··· Records shown
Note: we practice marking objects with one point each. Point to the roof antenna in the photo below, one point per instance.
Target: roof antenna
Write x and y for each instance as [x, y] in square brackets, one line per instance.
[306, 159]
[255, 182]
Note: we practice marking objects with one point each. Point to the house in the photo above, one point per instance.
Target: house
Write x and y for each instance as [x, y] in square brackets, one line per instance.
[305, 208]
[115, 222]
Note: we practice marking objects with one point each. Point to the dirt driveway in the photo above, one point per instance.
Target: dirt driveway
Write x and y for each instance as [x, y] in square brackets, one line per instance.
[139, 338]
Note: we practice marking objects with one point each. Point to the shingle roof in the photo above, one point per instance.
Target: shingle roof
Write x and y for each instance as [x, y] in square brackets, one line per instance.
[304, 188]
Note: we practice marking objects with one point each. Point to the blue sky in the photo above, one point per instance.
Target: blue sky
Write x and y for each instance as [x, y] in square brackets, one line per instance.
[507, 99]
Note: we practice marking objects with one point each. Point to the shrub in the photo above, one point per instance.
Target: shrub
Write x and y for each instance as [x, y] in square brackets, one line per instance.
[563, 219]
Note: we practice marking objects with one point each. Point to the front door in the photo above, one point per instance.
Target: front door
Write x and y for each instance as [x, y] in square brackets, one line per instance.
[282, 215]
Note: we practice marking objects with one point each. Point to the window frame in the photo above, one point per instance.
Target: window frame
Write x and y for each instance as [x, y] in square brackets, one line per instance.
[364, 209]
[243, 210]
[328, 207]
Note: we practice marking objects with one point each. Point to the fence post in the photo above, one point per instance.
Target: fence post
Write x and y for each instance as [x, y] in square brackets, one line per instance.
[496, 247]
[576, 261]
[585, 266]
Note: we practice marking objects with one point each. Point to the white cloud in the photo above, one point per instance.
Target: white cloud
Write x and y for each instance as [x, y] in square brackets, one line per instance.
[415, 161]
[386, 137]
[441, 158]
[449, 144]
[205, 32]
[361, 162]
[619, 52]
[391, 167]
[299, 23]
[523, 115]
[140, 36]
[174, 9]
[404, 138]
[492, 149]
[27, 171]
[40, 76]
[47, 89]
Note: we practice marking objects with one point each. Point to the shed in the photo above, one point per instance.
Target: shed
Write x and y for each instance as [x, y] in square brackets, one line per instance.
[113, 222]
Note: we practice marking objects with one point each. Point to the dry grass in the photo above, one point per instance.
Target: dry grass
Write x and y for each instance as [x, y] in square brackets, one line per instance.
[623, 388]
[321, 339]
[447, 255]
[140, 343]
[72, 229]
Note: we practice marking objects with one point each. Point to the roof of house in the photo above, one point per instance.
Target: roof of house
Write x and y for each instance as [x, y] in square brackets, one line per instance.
······
> **Problem**:
Write out the entries in full, exactly as given.

> **Task response**:
Note: we practice marking objects with one point each. Point to the roof antenna in the photo below, one point per instance.
Target: roof antenna
Write x and y for each instance as [x, y] in square brackets, one line per instance.
[306, 159]
[255, 182]
Note: we practice marking objects with one point each. Point to the house in the photo above, one point per instance.
Target: house
Write x and y for each instance as [x, y] in square brackets, one line per instance.
[305, 208]
[115, 222]
Note: we practice marking objects with one point each. Point to the dirt driveway in the photo above, one point per instance.
Target: dirt driveway
Write x and y for each instance as [x, y] in square brackets, one line per instance.
[139, 338]
Note: we practice marking objects with one point each. Point to the shingle roof in the photo above, one point per instance.
Target: shingle roof
Write x and y for each instance as [x, y] in square brackets, one line per instance.
[304, 188]
Note: we practice marking objects with one point each. Point to the blue sky in the photo above, one point per instance.
Target: blue sky
Write x and y for each instance as [x, y] in square brackets, one line per instance.
[507, 99]
Note: we practice marking objects with one point each. Point to the shrub in the photo above, one point per instance.
Target: shrub
Write x and y for each instance as [x, y] in square brackets, one line per instance.
[563, 219]
Note: we practice marking objects with one point each. Point to the front door in the photo above, one point per instance.
Target: front door
Write x and y for each instance as [x, y] in square brackets, one line per instance.
[282, 215]
Note: we practice marking objects with one point each. Point to the window frame in the photo above, one point per instance.
Target: window frame
Write x and y for each instance as [x, y] in square brackets, one line per instance.
[364, 209]
[243, 210]
[328, 207]
Note: we practice marking objects with one point each. Point to the fence post in the photo above, one point per instance.
Target: fence post
Write x and y for each instance as [x, y] in square brackets, one line per instance.
[496, 247]
[576, 261]
[585, 266]
Note: we practice marking objects with one point each. Point to the white cloud in the photo above, one point per instance.
Target: white cloud
Write x and y for each instance as [x, y] in square brackets, one line per instance.
[415, 161]
[386, 137]
[441, 158]
[449, 144]
[205, 32]
[361, 162]
[619, 52]
[391, 167]
[299, 23]
[523, 115]
[140, 36]
[174, 9]
[404, 138]
[492, 149]
[27, 171]
[40, 76]
[47, 89]
Note: we practice marking objects with one point each. Point to the shed in the photo above, one point per instance.
Target: shed
Write x and y for each instance as [x, y] in square brackets, one line per instance.
[113, 222]
Note: we practice marking objects with one point each. Point to the dry grass in the photo above, one point per instance.
Target: dry grass
Write x and y for each instance as [x, y] in square brackets, one line per instance.
[623, 388]
[321, 339]
[447, 255]
[140, 343]
[72, 229]
Note: we practice marking objects with one point each. Point to the roof of house in the photo above, one point per instance.
Target: roof of house
Write x and y for each instance as [x, y] in square brackets, one line per instance.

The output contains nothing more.